Locate every line in the items below that contains the string "dome" and copy each one.

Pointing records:
start
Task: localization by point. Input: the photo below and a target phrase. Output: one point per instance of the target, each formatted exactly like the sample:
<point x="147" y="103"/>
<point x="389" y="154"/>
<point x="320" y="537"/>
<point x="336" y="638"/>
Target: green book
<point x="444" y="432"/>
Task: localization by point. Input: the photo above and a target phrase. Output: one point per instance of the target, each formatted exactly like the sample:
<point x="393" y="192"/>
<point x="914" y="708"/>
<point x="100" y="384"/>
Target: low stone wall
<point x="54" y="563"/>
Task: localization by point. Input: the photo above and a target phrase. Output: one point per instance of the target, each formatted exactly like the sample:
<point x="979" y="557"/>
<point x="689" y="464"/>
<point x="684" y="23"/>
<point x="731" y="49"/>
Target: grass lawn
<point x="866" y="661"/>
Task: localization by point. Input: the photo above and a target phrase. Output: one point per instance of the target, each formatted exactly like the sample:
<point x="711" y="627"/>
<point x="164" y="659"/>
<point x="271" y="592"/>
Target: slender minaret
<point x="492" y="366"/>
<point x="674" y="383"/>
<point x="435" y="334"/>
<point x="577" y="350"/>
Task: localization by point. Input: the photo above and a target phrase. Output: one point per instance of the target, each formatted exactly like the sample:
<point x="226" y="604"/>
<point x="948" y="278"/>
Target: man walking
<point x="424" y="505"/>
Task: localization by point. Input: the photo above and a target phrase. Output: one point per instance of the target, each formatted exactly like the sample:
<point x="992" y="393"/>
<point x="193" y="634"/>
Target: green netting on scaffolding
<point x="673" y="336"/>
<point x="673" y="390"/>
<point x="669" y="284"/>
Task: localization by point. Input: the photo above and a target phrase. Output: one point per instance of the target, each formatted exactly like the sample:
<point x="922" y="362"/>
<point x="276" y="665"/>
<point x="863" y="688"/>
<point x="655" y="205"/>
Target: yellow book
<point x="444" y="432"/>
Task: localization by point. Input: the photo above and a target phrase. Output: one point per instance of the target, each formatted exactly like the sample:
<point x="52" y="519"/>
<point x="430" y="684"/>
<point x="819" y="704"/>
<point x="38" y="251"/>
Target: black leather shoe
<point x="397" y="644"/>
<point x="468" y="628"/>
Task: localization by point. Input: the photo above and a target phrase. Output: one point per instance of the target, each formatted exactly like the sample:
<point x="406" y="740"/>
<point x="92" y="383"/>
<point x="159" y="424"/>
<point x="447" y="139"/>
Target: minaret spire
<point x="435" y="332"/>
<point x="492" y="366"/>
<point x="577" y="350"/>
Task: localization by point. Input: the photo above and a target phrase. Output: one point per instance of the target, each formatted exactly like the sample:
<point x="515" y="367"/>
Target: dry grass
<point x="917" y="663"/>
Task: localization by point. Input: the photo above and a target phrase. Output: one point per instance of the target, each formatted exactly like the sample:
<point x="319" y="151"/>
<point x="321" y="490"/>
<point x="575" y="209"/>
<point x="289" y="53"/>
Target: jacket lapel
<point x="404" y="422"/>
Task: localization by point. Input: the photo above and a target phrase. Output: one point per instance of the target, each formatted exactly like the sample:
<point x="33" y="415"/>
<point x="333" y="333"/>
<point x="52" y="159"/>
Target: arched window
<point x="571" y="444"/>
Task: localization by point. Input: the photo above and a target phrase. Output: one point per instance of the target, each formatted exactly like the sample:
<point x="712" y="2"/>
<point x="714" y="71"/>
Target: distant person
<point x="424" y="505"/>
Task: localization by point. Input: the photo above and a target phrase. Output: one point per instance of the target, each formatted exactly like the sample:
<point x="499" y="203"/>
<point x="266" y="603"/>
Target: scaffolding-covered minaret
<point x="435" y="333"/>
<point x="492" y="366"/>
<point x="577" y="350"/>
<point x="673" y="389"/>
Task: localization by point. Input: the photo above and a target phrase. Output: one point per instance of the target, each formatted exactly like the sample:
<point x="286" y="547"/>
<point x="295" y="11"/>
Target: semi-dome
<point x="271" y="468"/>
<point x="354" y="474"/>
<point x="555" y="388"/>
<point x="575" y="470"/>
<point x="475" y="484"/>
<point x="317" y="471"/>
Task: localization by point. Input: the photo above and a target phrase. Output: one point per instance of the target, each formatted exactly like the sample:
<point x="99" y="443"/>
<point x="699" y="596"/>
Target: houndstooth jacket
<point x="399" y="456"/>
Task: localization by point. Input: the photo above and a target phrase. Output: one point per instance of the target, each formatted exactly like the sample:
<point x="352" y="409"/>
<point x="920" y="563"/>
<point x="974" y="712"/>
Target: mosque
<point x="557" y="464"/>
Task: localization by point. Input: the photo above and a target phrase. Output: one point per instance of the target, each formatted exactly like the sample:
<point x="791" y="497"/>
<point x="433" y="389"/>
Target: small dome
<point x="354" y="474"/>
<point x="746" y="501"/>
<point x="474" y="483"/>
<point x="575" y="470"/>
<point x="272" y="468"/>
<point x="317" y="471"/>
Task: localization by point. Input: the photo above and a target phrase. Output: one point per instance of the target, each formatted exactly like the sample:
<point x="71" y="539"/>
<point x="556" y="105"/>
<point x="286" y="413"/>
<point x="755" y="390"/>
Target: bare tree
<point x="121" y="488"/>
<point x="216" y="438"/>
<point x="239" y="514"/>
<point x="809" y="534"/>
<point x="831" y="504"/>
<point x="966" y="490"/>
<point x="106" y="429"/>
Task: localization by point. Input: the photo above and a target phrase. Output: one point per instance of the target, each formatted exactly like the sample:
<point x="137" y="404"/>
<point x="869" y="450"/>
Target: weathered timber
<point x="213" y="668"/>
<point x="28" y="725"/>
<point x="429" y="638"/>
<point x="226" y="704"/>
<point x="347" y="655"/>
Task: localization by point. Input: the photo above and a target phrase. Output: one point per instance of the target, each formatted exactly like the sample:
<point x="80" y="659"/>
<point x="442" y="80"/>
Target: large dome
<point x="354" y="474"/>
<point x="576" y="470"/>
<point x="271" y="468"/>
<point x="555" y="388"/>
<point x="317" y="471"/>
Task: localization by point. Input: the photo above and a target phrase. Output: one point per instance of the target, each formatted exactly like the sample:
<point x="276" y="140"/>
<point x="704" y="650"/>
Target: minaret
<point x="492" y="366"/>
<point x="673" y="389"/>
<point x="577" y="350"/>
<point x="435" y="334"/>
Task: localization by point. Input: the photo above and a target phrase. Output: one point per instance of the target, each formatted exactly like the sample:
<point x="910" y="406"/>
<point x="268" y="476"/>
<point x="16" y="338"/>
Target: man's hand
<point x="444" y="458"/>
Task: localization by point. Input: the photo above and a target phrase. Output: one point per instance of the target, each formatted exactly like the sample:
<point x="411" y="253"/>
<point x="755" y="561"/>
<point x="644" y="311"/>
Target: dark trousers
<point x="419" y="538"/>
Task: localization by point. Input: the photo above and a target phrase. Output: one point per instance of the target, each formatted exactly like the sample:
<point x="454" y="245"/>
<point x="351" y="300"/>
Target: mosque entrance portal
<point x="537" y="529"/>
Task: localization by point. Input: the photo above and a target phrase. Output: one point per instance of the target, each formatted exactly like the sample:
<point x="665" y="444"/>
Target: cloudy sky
end
ANSWER TO THE EXERCISE:
Target: semi-dome
Target: small dome
Target: large dome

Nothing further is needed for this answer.